(Region pointing data)
● ● ● ● ●
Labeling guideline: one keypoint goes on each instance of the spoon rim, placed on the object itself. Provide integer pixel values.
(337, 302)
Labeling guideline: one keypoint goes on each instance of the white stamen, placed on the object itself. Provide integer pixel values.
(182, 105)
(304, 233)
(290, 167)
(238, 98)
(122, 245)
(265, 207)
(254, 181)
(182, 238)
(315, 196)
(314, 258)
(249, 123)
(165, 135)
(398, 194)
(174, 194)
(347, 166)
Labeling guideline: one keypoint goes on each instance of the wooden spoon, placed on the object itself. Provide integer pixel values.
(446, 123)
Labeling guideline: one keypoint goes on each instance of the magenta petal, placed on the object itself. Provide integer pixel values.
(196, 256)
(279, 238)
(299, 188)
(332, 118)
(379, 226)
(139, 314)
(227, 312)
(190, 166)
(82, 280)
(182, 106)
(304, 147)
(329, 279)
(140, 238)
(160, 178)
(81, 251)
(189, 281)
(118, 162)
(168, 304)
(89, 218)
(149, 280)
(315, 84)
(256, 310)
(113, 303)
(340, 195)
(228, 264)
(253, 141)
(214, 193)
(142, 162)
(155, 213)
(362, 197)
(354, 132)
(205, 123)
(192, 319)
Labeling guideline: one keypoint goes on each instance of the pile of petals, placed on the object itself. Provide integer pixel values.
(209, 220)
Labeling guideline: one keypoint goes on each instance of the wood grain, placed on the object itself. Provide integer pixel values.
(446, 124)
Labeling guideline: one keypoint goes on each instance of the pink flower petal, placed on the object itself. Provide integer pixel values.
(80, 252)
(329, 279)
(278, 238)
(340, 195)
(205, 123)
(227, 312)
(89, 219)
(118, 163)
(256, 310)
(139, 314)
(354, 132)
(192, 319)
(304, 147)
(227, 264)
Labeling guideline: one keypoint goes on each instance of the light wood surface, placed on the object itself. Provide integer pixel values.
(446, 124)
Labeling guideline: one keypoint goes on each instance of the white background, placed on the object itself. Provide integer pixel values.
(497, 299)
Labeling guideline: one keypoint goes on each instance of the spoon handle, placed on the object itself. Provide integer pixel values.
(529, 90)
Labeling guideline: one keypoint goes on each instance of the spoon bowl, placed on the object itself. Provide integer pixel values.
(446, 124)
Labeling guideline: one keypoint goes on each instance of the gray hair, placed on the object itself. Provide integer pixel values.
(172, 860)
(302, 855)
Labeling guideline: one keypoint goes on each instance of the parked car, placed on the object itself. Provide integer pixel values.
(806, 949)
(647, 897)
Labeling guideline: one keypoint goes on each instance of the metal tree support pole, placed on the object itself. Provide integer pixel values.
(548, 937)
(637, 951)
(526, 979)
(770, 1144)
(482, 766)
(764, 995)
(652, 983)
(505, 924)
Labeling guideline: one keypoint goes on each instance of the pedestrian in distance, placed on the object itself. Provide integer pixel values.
● ● ● ● ●
TASK PROMPT: Your reply should consist of all the records, set down exactly.

EXERCISE OUTPUT:
Labeling guideline: one keypoint goes on each instance of the spoon rim, placed on the object itself. Provide integer pixel values.
(337, 302)
Labeling guideline: one keypoint goes on each instance of the white stamen, placed on the object itself. Provide integer pixel values.
(182, 105)
(304, 233)
(290, 167)
(238, 98)
(122, 245)
(265, 207)
(254, 181)
(182, 238)
(315, 196)
(314, 258)
(249, 123)
(165, 135)
(398, 194)
(174, 194)
(347, 166)
Labeling guideline: one keypoint goes on each instance of the wooden spoon, placed on the object itself. Provide integer pixel values.
(446, 123)
Labeling guideline: one keypoint goes on each instance of the magenta petal, placed on the object itself. Provide integer pixel values.
(196, 256)
(279, 238)
(299, 188)
(332, 118)
(379, 226)
(139, 314)
(227, 312)
(190, 166)
(82, 280)
(182, 106)
(304, 147)
(329, 279)
(140, 238)
(160, 178)
(81, 251)
(189, 281)
(118, 162)
(168, 304)
(89, 218)
(149, 280)
(315, 84)
(256, 310)
(113, 303)
(340, 195)
(228, 264)
(253, 141)
(214, 193)
(142, 162)
(155, 213)
(362, 197)
(354, 132)
(205, 123)
(192, 319)
Labeling guideline: one keypoint goes on each instance of the pile of petals, placed on the object itself. Provide integer pixel values.
(209, 220)
Labeling guideline: one keypoint goes on each instance of the wood grain, placed on the object itself. Provide integer pixel values.
(446, 124)
Labeling guideline: one keypoint goes on each instance of the pink flower petal, placed on the object itself. Provide integer pixel values.
(80, 252)
(329, 279)
(278, 238)
(340, 195)
(205, 123)
(227, 312)
(89, 219)
(118, 163)
(256, 310)
(139, 314)
(354, 132)
(192, 319)
(304, 147)
(227, 264)
Labeling guideline: one keypoint goes on each instance of the light wood surface, placed on the object itself. Provide integer pixel values.
(446, 124)
Labeling guideline: one keypoint goes on each instance of the white background, placed on the object itself. Provide integer pixel values.
(497, 299)
Labeling guideline: one keypoint goes on each instance of the spoon handle, placed on the object itself. Provide integer pixel values.
(529, 90)
Labeling guideline: one keypoint goes on each instance of the spoon bowl, placed on the object itself. Provide integer pixel values.
(446, 124)
Labeling guideline: one keypoint goes on each instance of the gray hair, placed on the object itself. Provide integer pixel values.
(172, 860)
(302, 855)
Labeling guideline: one keypoint goes on each instance of the parked car, placed on the object itself. Provide integer pixel values.
(806, 949)
(647, 897)
Labeling guideline: one keypoint goes on each instance of the metal tree support pole, placed on the object itself. Provide integer pixel values.
(548, 937)
(637, 951)
(526, 979)
(770, 1144)
(482, 766)
(764, 995)
(652, 983)
(505, 924)
Labeling guideline: one keypoint goes on each instance of the pedestrian in distance, placed on the object itself. Provide integer pixel values.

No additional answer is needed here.